── Data records

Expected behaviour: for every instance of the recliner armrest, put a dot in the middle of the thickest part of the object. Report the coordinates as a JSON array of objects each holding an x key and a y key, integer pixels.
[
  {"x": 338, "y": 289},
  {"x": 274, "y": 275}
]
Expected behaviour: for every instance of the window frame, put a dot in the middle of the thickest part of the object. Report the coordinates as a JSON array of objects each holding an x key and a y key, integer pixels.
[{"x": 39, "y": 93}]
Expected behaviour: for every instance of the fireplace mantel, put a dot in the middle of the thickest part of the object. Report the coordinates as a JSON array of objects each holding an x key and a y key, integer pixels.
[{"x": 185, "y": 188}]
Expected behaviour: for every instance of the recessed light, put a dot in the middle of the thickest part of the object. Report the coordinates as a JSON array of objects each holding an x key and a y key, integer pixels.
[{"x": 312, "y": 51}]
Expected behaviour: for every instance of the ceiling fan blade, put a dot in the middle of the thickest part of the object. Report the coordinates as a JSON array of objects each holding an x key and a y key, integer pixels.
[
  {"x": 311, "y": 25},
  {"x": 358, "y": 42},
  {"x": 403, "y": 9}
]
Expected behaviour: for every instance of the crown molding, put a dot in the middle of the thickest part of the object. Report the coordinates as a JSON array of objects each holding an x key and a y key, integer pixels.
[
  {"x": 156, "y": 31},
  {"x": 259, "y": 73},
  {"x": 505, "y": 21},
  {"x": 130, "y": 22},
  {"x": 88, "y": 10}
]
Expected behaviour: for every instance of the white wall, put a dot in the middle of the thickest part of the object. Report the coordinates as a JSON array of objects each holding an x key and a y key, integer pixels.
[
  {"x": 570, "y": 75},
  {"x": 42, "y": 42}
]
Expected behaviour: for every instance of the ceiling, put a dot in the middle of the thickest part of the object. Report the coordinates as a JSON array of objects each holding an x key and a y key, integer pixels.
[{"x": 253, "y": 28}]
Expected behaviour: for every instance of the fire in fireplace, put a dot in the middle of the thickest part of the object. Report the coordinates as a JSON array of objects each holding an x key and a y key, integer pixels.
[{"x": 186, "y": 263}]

────

Can you put every line of the data above into a Markdown table with the columns "Row" and "Data line", leaving out any blank lines?

▸ Output of the exercise:
| Row | Data line |
|---|---|
| 1 | Expected behaviour: for every instance of the recliner armrest, put a dot in the middle of the thickest part of the object. Report the coordinates as a JSON array of objects each holding an x key and a y key, integer pixels. |
| 2 | [ |
| 3 |   {"x": 338, "y": 289}, |
| 4 |   {"x": 274, "y": 275} |
| 5 | ] |
| 6 | Expected behaviour: for every instance of the window frame, put a dot in the middle of the thickest part of the object. Report the coordinates as a JSON array of objects each holding an x key and a y key, integer pixels. |
| 7 | [{"x": 39, "y": 93}] |
| 8 | Expected behaviour: for every instance of the fireplace mantel, put a dot in the middle of the thickest part of the object. Report the coordinates as a JSON array of objects each holding an x key and a y key, integer pixels. |
| 9 | [{"x": 185, "y": 188}] |
| 10 | Expected behaviour: for every instance of the recessed light, put a dot in the middle of the thickest part of the object. Report the coordinates as a JSON array of objects each holding an x key and a y key, integer pixels. |
| 11 | [{"x": 312, "y": 51}] |
| 12 | Expected behaviour: for every instance of the ceiling fan blade, put a dot in the middle of the thickest part of the object. Report the coordinates as a JSON array of objects each holding an x key and a y key, integer pixels. |
| 13 | [ |
| 14 |   {"x": 311, "y": 25}, |
| 15 |   {"x": 358, "y": 42}, |
| 16 |   {"x": 403, "y": 9} |
| 17 | ] |
| 18 | Expected behaviour: for every instance of the crown molding, put a dot in the middle of the thickest part of the object. Report the coordinates as a JSON array of objects each holding an x key and a y key, integer pixels. |
| 19 | [ |
| 20 |   {"x": 156, "y": 31}, |
| 21 |   {"x": 259, "y": 73}, |
| 22 |   {"x": 505, "y": 21}, |
| 23 |   {"x": 130, "y": 22}, |
| 24 |   {"x": 88, "y": 10} |
| 25 | ] |
| 26 | Expected behaviour: for every instance of the white wall, put a dot in the middle of the thickest part of the object. Report the coordinates as a JSON array of objects each holding an x key and a y key, integer pixels. |
| 27 | [ |
| 28 |   {"x": 570, "y": 75}, |
| 29 |   {"x": 42, "y": 42} |
| 30 | ] |
| 31 | Expected behaviour: for every instance of the ceiling, put a dot in the middle of the thickest part of the object. Report the coordinates as a JSON array of objects each holding an x key and a y key, integer pixels. |
| 32 | [{"x": 253, "y": 28}] |
| 33 | Expected behaviour: for every instance of the fire in fireplace, put a dot in the middle of the thickest part of the object. Report the coordinates as a JSON array of objects each holding an x key and a y key, integer pixels. |
| 34 | [{"x": 186, "y": 263}] |